*REQUIRED TASKS:*
a: Write out the passage on nickel sulfide exploration between "Where will mining" and "in Western Australia.", inclusive, word for word.
b: Which deposits, mines, or projects does the nickel sulfide passage name? List each one.
c: Extend the passage on nickel sulfide exploration and the Tyko project, starting after its final sentence.

*EXCERPTED TEXT:*
__________
Where will mining companies look for new nickel sulfide deposits, from which the extraction of high-grade nickel needed for battery chemistries is economically and technically feasible? The pickings are slim.
Decades of under-investment equals few new large-scale greenfield nickel sulfide discoveries. Only one nickel sulfide deposit has been discovered in the past decade and a half, Nova-Bollinger in Western Australia.
The result of such limited nickel exploration is a very low pipeline of new projects, especially lower-cost sulfides in geopolitically safe mining jurisdictions. Any junior resource company with a sulfide nickel project will therefore be extremely attractive to potential acquirers.
Tyko nickel project
Boots-on-the-ground exploration has opened up exciting new possibilities at Palladium One’s Tyko nickel-copper-PGE project.
Notable for its high nickel tenor potential, Tyko is located in northwestern Ontario around 25 km north of the Hemlo mine, and 55 km from the Marathon deposit which hosts a measured and indicated resource of 3 million ounces palladium and 618 million pounds of copper.
The Archean-aged mafic-ultramafic intrusion is rich in nickel; Tyko’s ore contains twice as much nickel as copper, and equal amounts of platinum and palladium.
__________
*DATA LINES:*
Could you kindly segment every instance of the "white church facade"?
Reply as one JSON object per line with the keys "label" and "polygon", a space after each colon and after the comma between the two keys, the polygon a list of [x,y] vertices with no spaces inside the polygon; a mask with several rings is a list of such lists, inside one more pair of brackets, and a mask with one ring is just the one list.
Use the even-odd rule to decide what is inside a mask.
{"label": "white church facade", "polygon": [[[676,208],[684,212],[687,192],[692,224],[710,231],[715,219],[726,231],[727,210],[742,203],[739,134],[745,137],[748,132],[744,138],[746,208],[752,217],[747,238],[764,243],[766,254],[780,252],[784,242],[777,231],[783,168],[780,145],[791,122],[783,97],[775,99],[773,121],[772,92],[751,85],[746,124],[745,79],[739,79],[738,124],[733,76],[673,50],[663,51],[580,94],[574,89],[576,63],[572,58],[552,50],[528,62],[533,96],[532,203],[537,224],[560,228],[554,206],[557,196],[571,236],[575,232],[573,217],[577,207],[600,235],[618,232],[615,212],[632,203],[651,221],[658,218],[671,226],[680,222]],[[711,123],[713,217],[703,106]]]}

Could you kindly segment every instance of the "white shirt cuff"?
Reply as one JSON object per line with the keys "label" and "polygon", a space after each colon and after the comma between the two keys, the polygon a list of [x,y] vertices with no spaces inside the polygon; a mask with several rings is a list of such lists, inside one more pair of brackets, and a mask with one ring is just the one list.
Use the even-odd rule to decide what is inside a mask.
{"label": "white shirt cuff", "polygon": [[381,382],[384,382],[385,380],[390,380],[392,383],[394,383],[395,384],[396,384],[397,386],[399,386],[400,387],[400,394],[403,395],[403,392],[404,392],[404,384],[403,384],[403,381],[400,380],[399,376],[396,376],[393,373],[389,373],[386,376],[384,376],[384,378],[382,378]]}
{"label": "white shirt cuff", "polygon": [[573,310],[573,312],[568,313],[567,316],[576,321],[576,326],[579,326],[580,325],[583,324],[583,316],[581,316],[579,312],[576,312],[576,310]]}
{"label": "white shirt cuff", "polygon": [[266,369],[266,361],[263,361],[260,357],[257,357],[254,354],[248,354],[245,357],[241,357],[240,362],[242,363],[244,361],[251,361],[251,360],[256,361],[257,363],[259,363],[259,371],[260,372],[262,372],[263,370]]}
__________
*ANSWERS TO THE TASKS:*
a:
Where will mining companies look for new nickel sulfide deposits, from which the extraction of high-grade nickel needed for battery chemistries is economically and technically feasible? The pickings are slim.
Decades of under-investment equals few new large-scale greenfield nickel sulfide discoveries. Only one nickel sulfide deposit has been discovered in the past decade and a half, Nova-Bollinger in Western Australia.

b:
- Nova-Bollinger
- Tyko
- Hemlo mine
- Marathon deposit

c:
Tenors average 8.6% Ni, 4.6% Cu and 3.3 g/t PGE at the RJ Zone, and 16.3% Ni, 8.7% Cu, and 12.8 g/t PGE at the Tyko zone, at 100% sulfides. According to Palladium One, the high tenor of the sulfide minerals suggests a valuable concentrate could be produced, and that even if the sulfides are disseminated, the deposit could still be economic.
Though previous operator Noranda did some historical exploration, the property remains under-explored, and un-mapped, even by the Geological Survey of Ontario.
The Tyko project covers over 20,000 hectares, including the 7,000 hectare mafic-ultramafic Bulldozer intrusion, which has seen virtually no geological mapping nor exploration.
A VTEM (Versatile Time Domain Electromagnetic) geophysical survey run by Noranda clipped the Smoke Lake target that is currently Palladium One’s focus at Tyko.
The 2020 drill program was designed to test the Smoke Lake electromagnetic (EM) anomaly.
EM surveys identified two near-surface, closely spaced conductors, the largest of which had a strike length of over 300 meters.
A drone-based magnetic survey also pinpointed a strong bullseye associated with soil anomalies (up to 565 ppm nickel and greater than 40 times background levels), representing the surface expression of the EM anomaly.
Mineralized boulders with high nickel (up to 0.41% Ni) and copper values were discovered, indicating potential for high-grade massive sulfide mineralization.
This potential was validated by the first two diamond drill holes, which intersected 4m and 2m of massive magmatic sulfides, respectively, both at less than 30m true depth.
This was the first confirmed occurrence of massive sulfides on the Tyko project. All 13 holes drilled at Smoke Lake intersected magmatic sulfides, with widths ranging from 1 to 15 meters.
A second-phase, 2,000m drill program started in April, following up on high-grade hits of 9.9% nickel equivalent (NiEq) over 3.8m – US$1,765.70 tonne at today’s price of US$8.09/lb and 6.3% NiEq (US$1,123 tonne) over 0.9m, published on Jan. 19.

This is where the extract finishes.